• What to work on
Here are some entries; quote each one exactly.

(Region labeling entries)
- - - - -

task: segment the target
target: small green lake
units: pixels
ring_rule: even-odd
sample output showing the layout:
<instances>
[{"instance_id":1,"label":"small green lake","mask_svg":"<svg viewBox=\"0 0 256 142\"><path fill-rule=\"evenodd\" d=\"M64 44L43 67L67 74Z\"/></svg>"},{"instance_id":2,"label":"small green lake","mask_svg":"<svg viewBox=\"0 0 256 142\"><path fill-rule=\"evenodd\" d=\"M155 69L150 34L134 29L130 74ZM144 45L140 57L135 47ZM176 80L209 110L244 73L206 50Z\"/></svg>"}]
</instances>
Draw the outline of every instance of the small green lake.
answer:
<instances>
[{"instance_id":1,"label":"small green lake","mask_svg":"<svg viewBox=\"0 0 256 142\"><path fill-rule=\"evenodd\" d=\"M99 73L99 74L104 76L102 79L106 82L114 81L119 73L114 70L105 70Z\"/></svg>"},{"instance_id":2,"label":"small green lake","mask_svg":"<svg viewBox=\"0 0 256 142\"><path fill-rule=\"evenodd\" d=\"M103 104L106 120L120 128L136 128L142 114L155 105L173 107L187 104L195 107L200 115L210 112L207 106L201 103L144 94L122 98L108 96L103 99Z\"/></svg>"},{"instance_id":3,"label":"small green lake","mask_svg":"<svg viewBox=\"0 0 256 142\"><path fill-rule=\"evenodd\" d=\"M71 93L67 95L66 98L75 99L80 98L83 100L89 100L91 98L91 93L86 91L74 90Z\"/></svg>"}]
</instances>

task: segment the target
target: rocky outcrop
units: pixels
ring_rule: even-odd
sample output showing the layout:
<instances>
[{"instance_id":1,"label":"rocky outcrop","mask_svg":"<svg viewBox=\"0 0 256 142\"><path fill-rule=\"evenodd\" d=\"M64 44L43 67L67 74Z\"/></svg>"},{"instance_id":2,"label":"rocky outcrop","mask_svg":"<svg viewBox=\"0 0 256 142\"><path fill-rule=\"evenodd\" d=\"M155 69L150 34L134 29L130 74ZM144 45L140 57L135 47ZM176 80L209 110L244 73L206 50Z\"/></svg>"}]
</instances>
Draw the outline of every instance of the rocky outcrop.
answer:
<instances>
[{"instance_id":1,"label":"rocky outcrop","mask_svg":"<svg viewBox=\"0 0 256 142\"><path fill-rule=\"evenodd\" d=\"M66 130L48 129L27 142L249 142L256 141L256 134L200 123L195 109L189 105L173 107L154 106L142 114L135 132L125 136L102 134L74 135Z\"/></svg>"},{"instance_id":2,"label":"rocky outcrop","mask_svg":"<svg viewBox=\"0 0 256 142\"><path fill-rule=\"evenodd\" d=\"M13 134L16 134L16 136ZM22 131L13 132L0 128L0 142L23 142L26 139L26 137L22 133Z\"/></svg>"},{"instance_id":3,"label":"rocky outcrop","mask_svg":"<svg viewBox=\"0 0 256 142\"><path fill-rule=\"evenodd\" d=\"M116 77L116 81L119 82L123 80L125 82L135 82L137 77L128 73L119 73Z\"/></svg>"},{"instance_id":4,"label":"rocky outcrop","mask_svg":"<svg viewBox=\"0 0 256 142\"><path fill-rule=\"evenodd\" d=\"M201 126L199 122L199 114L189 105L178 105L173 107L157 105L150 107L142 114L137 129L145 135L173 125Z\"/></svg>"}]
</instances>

- - - - -

• Written answer
task: segment the target
target: small green lake
units: pixels
ring_rule: even-odd
sample output showing the layout:
<instances>
[{"instance_id":1,"label":"small green lake","mask_svg":"<svg viewBox=\"0 0 256 142\"><path fill-rule=\"evenodd\" d=\"M64 44L43 67L67 74Z\"/></svg>"},{"instance_id":2,"label":"small green lake","mask_svg":"<svg viewBox=\"0 0 256 142\"><path fill-rule=\"evenodd\" d=\"M155 69L150 34L134 29L130 74ZM144 45L140 57L135 47ZM176 80L209 110L244 73L206 50Z\"/></svg>"}]
</instances>
Draw the outline of every instance of the small green lake.
answer:
<instances>
[{"instance_id":1,"label":"small green lake","mask_svg":"<svg viewBox=\"0 0 256 142\"><path fill-rule=\"evenodd\" d=\"M99 73L99 74L104 76L102 79L106 82L114 81L119 73L114 70L105 70Z\"/></svg>"},{"instance_id":2,"label":"small green lake","mask_svg":"<svg viewBox=\"0 0 256 142\"><path fill-rule=\"evenodd\" d=\"M103 104L106 120L120 128L136 128L142 114L155 105L173 107L187 104L195 107L200 115L210 112L207 106L201 103L144 94L122 98L108 96L103 99Z\"/></svg>"},{"instance_id":3,"label":"small green lake","mask_svg":"<svg viewBox=\"0 0 256 142\"><path fill-rule=\"evenodd\" d=\"M71 93L67 95L66 98L75 99L80 98L83 100L89 100L91 98L91 93L86 91L74 90Z\"/></svg>"}]
</instances>

task: segment the target
target: rocky outcrop
units: pixels
ring_rule: even-odd
sample output showing the layout:
<instances>
[{"instance_id":1,"label":"rocky outcrop","mask_svg":"<svg viewBox=\"0 0 256 142\"><path fill-rule=\"evenodd\" d=\"M64 44L43 67L67 74Z\"/></svg>"},{"instance_id":2,"label":"rocky outcrop","mask_svg":"<svg viewBox=\"0 0 256 142\"><path fill-rule=\"evenodd\" d=\"M155 69L150 34L134 29L130 74ZM144 45L140 57L135 47ZM176 80L209 110L244 73L206 50Z\"/></svg>"}]
</instances>
Draw the outline of every instance of the rocky outcrop.
answer:
<instances>
[{"instance_id":1,"label":"rocky outcrop","mask_svg":"<svg viewBox=\"0 0 256 142\"><path fill-rule=\"evenodd\" d=\"M66 130L48 129L27 142L249 142L256 141L256 134L200 123L195 109L189 105L173 107L154 106L142 114L135 132L125 136L102 134L74 135Z\"/></svg>"},{"instance_id":2,"label":"rocky outcrop","mask_svg":"<svg viewBox=\"0 0 256 142\"><path fill-rule=\"evenodd\" d=\"M13 134L16 134L16 136ZM22 131L13 132L0 128L0 142L23 142L26 139L26 137L22 133Z\"/></svg>"},{"instance_id":3,"label":"rocky outcrop","mask_svg":"<svg viewBox=\"0 0 256 142\"><path fill-rule=\"evenodd\" d=\"M116 77L116 81L119 82L123 80L125 82L135 82L137 77L128 73L119 73Z\"/></svg>"},{"instance_id":4,"label":"rocky outcrop","mask_svg":"<svg viewBox=\"0 0 256 142\"><path fill-rule=\"evenodd\" d=\"M201 126L199 122L199 114L189 105L178 105L173 107L157 105L150 107L142 114L137 129L145 135L173 125Z\"/></svg>"}]
</instances>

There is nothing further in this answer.